━━━━━ PROVIDED DATA
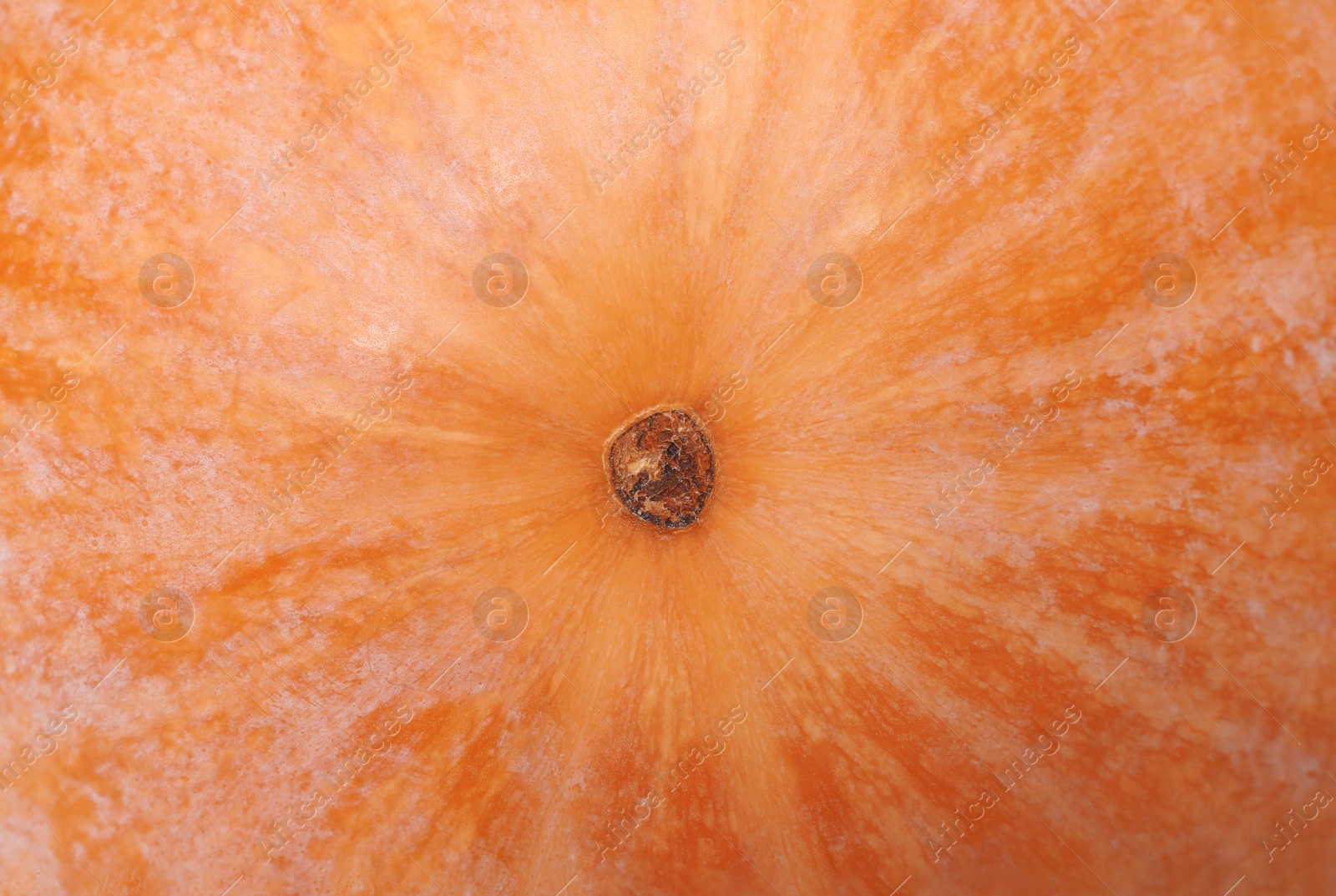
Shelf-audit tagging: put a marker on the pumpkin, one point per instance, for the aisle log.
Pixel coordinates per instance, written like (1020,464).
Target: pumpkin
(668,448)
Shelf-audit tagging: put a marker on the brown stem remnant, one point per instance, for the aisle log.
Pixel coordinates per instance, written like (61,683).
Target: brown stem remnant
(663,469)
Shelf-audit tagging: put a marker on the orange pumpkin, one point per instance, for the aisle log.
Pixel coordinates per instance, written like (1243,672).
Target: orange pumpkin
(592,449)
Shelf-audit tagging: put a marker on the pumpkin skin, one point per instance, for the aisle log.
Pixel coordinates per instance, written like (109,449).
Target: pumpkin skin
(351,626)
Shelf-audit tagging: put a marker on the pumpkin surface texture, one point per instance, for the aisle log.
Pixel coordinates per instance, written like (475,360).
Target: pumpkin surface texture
━━━━━━━━━━
━━━━━ PROVIDED DATA
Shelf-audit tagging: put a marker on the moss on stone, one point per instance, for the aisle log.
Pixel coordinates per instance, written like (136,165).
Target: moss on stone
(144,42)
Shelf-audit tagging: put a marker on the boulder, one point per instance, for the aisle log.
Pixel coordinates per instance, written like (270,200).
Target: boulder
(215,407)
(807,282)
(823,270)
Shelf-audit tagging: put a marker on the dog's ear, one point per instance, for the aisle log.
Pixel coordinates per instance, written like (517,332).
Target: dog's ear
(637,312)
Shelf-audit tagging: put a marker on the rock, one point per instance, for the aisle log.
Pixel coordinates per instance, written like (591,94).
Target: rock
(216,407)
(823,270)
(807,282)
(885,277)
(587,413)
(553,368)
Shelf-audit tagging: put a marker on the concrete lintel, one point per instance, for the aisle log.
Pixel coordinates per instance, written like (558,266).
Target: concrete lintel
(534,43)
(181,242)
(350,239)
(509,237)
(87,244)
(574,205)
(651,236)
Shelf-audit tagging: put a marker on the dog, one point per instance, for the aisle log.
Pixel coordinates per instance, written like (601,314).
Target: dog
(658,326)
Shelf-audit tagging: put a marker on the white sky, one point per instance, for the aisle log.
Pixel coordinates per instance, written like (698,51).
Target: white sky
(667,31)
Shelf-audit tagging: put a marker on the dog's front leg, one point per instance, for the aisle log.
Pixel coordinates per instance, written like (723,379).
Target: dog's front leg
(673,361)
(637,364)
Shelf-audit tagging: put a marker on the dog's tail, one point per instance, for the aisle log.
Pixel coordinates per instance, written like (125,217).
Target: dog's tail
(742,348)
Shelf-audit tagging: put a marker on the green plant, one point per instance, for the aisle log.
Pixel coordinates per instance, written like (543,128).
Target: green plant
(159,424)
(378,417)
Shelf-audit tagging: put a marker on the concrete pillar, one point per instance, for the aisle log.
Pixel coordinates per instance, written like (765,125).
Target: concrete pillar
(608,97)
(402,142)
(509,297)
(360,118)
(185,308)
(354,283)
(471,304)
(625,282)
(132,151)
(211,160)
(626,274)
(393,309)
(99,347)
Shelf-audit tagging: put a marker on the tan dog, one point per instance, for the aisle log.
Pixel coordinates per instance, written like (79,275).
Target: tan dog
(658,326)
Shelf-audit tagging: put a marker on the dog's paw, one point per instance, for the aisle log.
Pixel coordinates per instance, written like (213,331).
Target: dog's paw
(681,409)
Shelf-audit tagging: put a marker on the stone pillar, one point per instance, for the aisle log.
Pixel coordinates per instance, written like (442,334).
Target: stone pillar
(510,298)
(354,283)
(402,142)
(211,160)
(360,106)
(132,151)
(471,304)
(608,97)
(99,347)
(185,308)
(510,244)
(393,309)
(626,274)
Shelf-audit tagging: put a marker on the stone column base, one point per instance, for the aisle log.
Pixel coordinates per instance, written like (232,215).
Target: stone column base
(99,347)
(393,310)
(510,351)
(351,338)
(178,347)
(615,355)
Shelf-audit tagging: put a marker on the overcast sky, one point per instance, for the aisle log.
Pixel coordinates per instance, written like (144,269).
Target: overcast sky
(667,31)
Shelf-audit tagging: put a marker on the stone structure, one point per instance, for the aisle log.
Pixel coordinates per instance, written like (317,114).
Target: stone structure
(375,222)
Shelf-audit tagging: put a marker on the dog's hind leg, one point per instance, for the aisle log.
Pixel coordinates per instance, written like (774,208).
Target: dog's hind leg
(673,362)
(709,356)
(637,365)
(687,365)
━━━━━━━━━━
━━━━━ PROVIDED DATA
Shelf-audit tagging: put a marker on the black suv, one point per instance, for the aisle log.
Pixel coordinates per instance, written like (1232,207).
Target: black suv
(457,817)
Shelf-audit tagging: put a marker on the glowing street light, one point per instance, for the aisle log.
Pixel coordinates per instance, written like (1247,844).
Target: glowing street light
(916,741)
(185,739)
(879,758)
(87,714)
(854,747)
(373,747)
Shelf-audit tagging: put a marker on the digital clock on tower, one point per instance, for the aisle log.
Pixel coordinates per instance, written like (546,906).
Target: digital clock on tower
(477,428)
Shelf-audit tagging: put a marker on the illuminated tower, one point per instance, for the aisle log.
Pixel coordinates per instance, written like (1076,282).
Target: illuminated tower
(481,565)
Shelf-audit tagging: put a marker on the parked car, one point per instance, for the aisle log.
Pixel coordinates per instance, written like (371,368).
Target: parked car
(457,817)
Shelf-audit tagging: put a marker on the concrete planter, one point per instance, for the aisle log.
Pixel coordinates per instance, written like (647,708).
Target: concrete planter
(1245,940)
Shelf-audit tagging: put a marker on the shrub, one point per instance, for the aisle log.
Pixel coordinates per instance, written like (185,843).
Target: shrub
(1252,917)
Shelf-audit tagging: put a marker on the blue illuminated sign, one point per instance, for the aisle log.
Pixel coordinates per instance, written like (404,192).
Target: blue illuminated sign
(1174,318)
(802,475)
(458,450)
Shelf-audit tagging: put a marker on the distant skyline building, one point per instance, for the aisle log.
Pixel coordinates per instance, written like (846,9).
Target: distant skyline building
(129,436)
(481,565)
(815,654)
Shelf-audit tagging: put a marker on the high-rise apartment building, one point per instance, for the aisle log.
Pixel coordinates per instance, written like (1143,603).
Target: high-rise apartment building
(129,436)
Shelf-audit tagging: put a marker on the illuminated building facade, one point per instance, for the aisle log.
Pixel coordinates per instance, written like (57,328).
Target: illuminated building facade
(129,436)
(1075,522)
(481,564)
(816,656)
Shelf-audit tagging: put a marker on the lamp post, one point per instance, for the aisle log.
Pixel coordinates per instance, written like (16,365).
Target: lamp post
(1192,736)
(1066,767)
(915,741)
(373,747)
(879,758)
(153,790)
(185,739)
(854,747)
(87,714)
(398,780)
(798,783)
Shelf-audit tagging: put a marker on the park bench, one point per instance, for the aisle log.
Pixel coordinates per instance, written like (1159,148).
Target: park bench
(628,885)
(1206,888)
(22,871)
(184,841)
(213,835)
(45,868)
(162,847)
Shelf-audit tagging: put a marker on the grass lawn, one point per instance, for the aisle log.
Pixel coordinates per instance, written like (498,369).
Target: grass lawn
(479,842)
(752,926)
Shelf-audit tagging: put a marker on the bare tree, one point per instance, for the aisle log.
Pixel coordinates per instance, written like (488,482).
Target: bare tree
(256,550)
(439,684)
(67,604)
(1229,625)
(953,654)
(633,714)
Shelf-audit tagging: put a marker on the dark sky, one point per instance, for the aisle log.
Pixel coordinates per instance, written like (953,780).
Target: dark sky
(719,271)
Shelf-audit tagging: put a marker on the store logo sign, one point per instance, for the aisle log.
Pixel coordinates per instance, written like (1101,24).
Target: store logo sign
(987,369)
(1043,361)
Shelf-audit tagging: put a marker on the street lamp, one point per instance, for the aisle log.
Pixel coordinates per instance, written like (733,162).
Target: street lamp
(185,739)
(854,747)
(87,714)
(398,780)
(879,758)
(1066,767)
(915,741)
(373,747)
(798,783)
━━━━━━━━━━
EXERCISE OBJECTIVE: Reproduce only the entries from the line that has "Shelf-audit tagging: put a marker on the orange" through the line that has "Target: pumpkin surface texture", swapping "marker" for "pin" and leaving everything else unchanged.

SOLUTION:
Shelf-audit tagging: put a pin on the orange pumpkin, one point per instance, for the aisle log.
Pixel coordinates per instance, written like (1243,672).
Target: orange pumpkin
(592,449)
Shelf-audit tagging: put a pin on the pumpkin skin, one point per instance, for the aisle log.
Pixel coordinates per instance, written like (109,449).
Target: pumpkin skin
(351,626)
Shelf-audit tagging: put a pin on the pumpkin surface texture, one point per instance, for the aisle log.
Pixel coordinates per instance, written like (475,360).
Target: pumpkin surface texture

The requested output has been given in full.